* _RECORDS SUPPLIED_:

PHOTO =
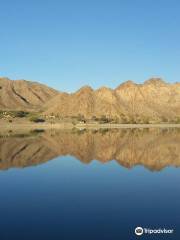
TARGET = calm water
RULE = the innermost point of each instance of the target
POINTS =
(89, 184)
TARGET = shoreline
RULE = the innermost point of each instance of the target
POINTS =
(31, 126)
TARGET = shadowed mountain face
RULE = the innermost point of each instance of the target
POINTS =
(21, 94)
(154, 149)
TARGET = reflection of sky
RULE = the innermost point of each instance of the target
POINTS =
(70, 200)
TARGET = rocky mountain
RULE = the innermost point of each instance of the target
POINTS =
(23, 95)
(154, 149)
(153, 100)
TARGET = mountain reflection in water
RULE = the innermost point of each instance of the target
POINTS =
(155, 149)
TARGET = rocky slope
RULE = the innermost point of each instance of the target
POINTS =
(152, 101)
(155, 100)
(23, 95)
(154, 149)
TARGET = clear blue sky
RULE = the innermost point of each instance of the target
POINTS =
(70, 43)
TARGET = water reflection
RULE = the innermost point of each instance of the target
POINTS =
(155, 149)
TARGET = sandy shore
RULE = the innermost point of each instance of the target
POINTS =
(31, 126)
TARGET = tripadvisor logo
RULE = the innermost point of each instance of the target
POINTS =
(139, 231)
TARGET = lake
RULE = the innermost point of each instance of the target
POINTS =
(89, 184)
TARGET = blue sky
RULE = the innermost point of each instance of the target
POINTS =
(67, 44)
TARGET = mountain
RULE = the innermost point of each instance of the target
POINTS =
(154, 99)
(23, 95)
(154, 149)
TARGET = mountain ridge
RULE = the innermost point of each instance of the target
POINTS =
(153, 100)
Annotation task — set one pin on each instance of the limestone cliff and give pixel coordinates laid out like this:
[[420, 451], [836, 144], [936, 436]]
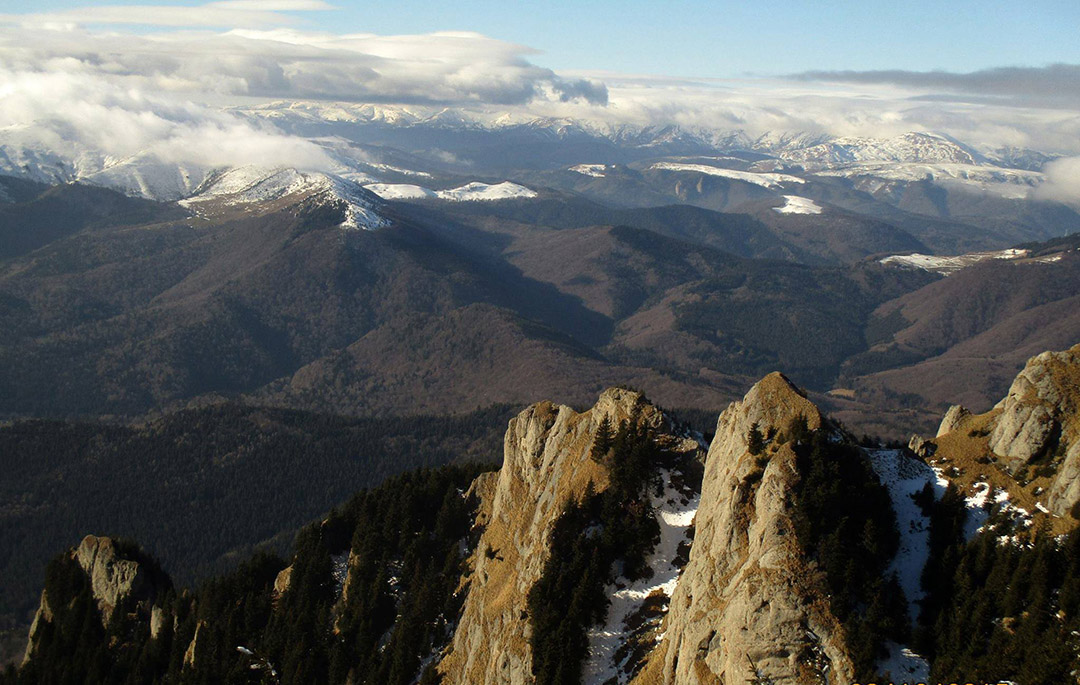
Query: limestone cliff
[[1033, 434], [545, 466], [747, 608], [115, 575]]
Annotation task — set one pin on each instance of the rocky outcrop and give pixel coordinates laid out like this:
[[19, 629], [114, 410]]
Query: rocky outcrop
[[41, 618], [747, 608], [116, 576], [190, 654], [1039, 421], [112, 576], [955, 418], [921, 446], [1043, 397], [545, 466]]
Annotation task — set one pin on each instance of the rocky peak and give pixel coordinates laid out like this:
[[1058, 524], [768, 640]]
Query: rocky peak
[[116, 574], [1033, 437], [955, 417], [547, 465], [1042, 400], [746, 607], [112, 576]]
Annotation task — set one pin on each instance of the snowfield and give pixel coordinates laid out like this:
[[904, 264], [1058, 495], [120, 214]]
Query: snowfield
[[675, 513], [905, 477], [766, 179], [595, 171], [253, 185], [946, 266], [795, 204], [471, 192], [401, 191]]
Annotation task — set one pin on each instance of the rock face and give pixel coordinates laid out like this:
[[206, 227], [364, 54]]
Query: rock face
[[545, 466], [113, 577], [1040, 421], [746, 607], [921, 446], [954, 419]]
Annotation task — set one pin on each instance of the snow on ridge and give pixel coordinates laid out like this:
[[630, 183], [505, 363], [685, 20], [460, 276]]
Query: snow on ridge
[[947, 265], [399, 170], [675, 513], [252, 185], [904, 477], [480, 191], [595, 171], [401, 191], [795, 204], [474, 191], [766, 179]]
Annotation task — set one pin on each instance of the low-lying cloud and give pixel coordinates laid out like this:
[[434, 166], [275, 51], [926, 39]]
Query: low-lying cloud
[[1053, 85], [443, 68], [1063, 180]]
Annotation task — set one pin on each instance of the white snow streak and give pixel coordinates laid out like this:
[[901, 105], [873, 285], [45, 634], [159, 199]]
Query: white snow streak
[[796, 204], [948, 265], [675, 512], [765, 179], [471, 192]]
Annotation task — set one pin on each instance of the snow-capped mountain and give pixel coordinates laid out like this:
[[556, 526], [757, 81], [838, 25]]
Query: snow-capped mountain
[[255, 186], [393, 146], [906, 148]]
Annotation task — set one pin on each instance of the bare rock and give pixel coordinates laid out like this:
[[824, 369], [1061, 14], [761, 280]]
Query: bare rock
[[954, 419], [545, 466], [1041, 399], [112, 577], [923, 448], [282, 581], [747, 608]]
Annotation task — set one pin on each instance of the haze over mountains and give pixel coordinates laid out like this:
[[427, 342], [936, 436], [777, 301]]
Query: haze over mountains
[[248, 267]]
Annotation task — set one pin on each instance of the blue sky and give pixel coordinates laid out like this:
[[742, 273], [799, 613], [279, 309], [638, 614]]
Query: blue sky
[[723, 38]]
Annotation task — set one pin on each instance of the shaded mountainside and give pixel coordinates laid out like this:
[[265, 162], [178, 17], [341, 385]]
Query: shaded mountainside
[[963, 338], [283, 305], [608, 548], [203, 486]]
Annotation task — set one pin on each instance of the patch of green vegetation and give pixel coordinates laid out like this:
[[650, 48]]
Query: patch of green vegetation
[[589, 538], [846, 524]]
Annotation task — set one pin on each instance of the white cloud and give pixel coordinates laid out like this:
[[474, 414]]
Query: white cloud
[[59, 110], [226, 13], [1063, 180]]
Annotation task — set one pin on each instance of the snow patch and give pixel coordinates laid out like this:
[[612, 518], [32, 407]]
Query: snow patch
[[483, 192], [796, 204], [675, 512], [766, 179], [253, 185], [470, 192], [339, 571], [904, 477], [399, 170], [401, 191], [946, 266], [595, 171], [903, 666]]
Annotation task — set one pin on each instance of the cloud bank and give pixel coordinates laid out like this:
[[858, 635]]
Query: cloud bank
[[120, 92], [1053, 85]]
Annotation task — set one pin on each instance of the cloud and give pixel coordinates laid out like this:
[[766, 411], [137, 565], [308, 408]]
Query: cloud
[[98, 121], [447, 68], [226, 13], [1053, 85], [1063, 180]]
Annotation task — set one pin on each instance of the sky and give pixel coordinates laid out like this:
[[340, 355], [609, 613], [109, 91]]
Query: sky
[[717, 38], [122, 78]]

* _TASK GOAL_: Please recast all the entries above as a Markdown table with the columns Row and Entry line, giving each non-blank line its own numbered row. Leave the pictures out.

* _FINISHED ANSWER_:
| Row | Entry line |
|---|---|
| 1 | PHOTO = |
| 2 | TARGET = calm water |
| 3 | RULE = the innermost point of each instance of the target |
| 4 | POINTS = |
| 5 | (89, 184) |
| 6 | TARGET = shoreline |
| 7 | RULE = the innermost point of each instance of the target |
| 8 | POINTS = |
| 9 | (31, 126) |
| 10 | TARGET = shadowed mountain face |
| 11 | RULE = the innermost point of each instance of the target |
| 12 | POINTS = |
| 13 | (21, 94) |
| 14 | (154, 149) |
| 15 | TARGET = reflection of sky |
| 16 | RULE = the innermost point of each instance of the target |
| 17 | POINTS = |
| 18 | (70, 200) |
| 19 | TARGET = rocky mountain |
| 20 | RULE = the innermost point of each instance of the target |
| 21 | POINTS = |
| 22 | (23, 95) |
| 23 | (154, 149) |
| 24 | (153, 100) |
| 25 | TARGET = mountain reflection in water |
| 26 | RULE = the innermost point of each instance of the target |
| 27 | POINTS = |
| 28 | (155, 149) |
| 29 | TARGET = rocky slope |
| 30 | RULE = the innermost point of each instance of the target |
| 31 | POINTS = |
| 32 | (152, 101) |
| 33 | (155, 100) |
| 34 | (23, 95) |
| 35 | (154, 149) |
| 36 | TARGET = clear blue sky |
| 37 | RULE = the innermost point of each instance of the target |
| 38 | POINTS = |
| 39 | (70, 43) |
| 40 | TARGET = water reflection |
| 41 | RULE = the innermost point of each instance of the target |
| 42 | POINTS = |
| 43 | (155, 149) |
| 44 | TARGET = sandy shore |
| 45 | RULE = the innermost point of each instance of the target |
| 46 | POINTS = |
| 47 | (31, 126) |
| 48 | TARGET = tripadvisor logo |
| 49 | RULE = the innermost point of each instance of the target |
| 50 | POINTS = |
| 51 | (139, 231) |
| 52 | TARGET = lake |
| 53 | RULE = the innermost point of each instance of the target |
| 54 | POINTS = |
| 55 | (89, 184) |
| 56 | TARGET = blue sky |
| 57 | RULE = the innermost point of each instance of the target |
| 58 | POINTS = |
| 59 | (67, 44) |
| 60 | TARGET = mountain |
| 61 | RULE = the innermost point of each instance of the target |
| 62 | POINTS = |
| 63 | (154, 99) |
| 64 | (23, 95) |
| 65 | (154, 149) |
| 66 | TARGET = mountain ridge |
| 67 | RULE = the innermost point of each instance of the target |
| 68 | POINTS = |
| 69 | (153, 100) |
| 70 | Annotation task — set one pin on each instance of the limestone cliff and give pixel coordinates laid out like this: |
| 71 | [[420, 451], [836, 144], [936, 436]] |
| 72 | Query: limestone cliff |
| 73 | [[1033, 434], [545, 466], [747, 608], [115, 575]] |
| 74 | Annotation task — set one pin on each instance of the rocky outcrop and give pixel coordinates laid out like this: |
| 75 | [[19, 629], [114, 410]] |
| 76 | Query: rocky outcrop |
| 77 | [[41, 618], [747, 608], [116, 576], [190, 654], [1039, 421], [112, 576], [955, 418], [921, 446], [1043, 397], [545, 466]] |
| 78 | Annotation task — set one pin on each instance of the rocky peak and give pixel coordinates laid out like this: |
| 79 | [[1058, 524], [768, 640]] |
| 80 | Query: rocky peak |
| 81 | [[116, 574], [1033, 437], [955, 417], [547, 465], [1042, 400], [746, 607], [112, 576]] |
| 82 | Annotation task — set one pin on each instance of the snowfield and give pixel coordinates laid out like this: |
| 83 | [[904, 264], [1058, 495], [120, 214]] |
| 84 | Query: snowfield |
| 85 | [[675, 513], [905, 477], [766, 179], [595, 171], [253, 185], [946, 266], [795, 204], [471, 192], [401, 191]] |
| 86 | Annotation task — set one pin on each instance of the rock face and give pixel coordinates laid out like this: |
| 87 | [[206, 227], [364, 54]] |
| 88 | Query: rock face |
| 89 | [[545, 466], [113, 577], [1040, 421], [746, 607], [921, 446], [954, 419]] |
| 90 | Annotation task — set one pin on each instance of the snow on ridge and give pixel coordinates laid out like this: |
| 91 | [[630, 183], [505, 363], [685, 20], [460, 276]] |
| 92 | Query: snow on ridge |
| 93 | [[947, 265], [399, 170], [675, 513], [252, 185], [904, 477], [480, 191], [595, 171], [401, 191], [795, 204], [474, 191], [766, 179]] |
| 94 | Annotation task — set one pin on each instance of the low-lying cloud and give pixel coordinates laid out like this: |
| 95 | [[434, 166], [275, 51], [926, 39]] |
| 96 | Query: low-lying cloud |
| 97 | [[1053, 85], [443, 68], [1063, 180]] |
| 98 | Annotation task — set one pin on each instance of the white snow streak and give pixel coordinates laid out like this: |
| 99 | [[901, 105], [873, 285], [45, 634], [159, 199]] |
| 100 | Query: white snow streak |
| 101 | [[796, 204], [948, 265], [675, 512], [765, 179], [471, 192]] |
| 102 | Annotation task — set one pin on each instance of the snow-capped mountain and give pixel coordinates laid out like this: |
| 103 | [[556, 526], [757, 81], [838, 25]] |
| 104 | Query: snow-capped mountain |
| 105 | [[255, 186], [393, 146], [906, 148]] |
| 106 | Annotation task — set one pin on each instance of the bare rock and give pixel coordinates laid out like this: |
| 107 | [[824, 369], [1061, 14], [761, 280]] |
| 108 | Query: bare rock |
| 109 | [[954, 419], [545, 466], [1041, 399], [112, 577], [923, 448], [282, 581], [747, 608]] |
| 110 | Annotation task — set one pin on each instance of the haze over mountains and give pixel coordinates laid out like this: |
| 111 | [[427, 342], [936, 436], [777, 301]] |
| 112 | Query: haze over mountains |
| 113 | [[248, 267]] |
| 114 | Annotation task — set one pin on each instance of the blue sky and give pixel coordinates laid out like this: |
| 115 | [[742, 273], [799, 613], [279, 309], [638, 614]] |
| 116 | Query: blue sky |
| 117 | [[723, 38]] |
| 118 | Annotation task — set one pin on each instance of the shaded mountainside and give pixel coordinates laid out like this: |
| 119 | [[265, 162], [178, 17], [341, 385]] |
| 120 | Query: shaded mountainside |
| 121 | [[963, 338], [283, 305], [608, 548], [203, 486]] |
| 122 | Annotation task — set one pin on each instance of the patch of green vegetation and give pixel coordinates laid out like this: |
| 123 | [[650, 48]] |
| 124 | Query: patch of green vegetation |
| 125 | [[589, 538], [846, 524]] |
| 126 | Annotation task — set one pin on each instance of the white cloud and give pixel coordinates laid out like this: |
| 127 | [[474, 414]] |
| 128 | Query: white cloud |
| 129 | [[59, 110], [226, 13], [1063, 180]] |
| 130 | Annotation task — set one pin on each instance of the snow patch and give pixel coordinates laid out like this: |
| 131 | [[612, 518], [32, 407]] |
| 132 | Query: snow patch |
| 133 | [[483, 192], [796, 204], [675, 512], [766, 179], [253, 185], [470, 192], [339, 571], [904, 477], [399, 170], [401, 191], [946, 266], [595, 171], [903, 666]] |
| 134 | Annotation task — set one pin on each instance of the cloud bank and give pixel coordinates laid out like this: |
| 135 | [[858, 635]] |
| 136 | Query: cloud bank |
| 137 | [[120, 92], [1053, 85]] |
| 138 | Annotation task — set one pin on each instance of the cloud and give pixel coordinates laid out like this: |
| 139 | [[766, 411], [137, 565], [308, 408]] |
| 140 | Query: cloud |
| 141 | [[98, 121], [447, 68], [226, 13], [1053, 85], [1063, 180]] |
| 142 | Annotation task — set one pin on each instance of the sky and give pixel coordinates laid out like this: |
| 143 | [[340, 355], [609, 613], [109, 91]] |
| 144 | Query: sky |
| 145 | [[717, 38], [122, 78]] |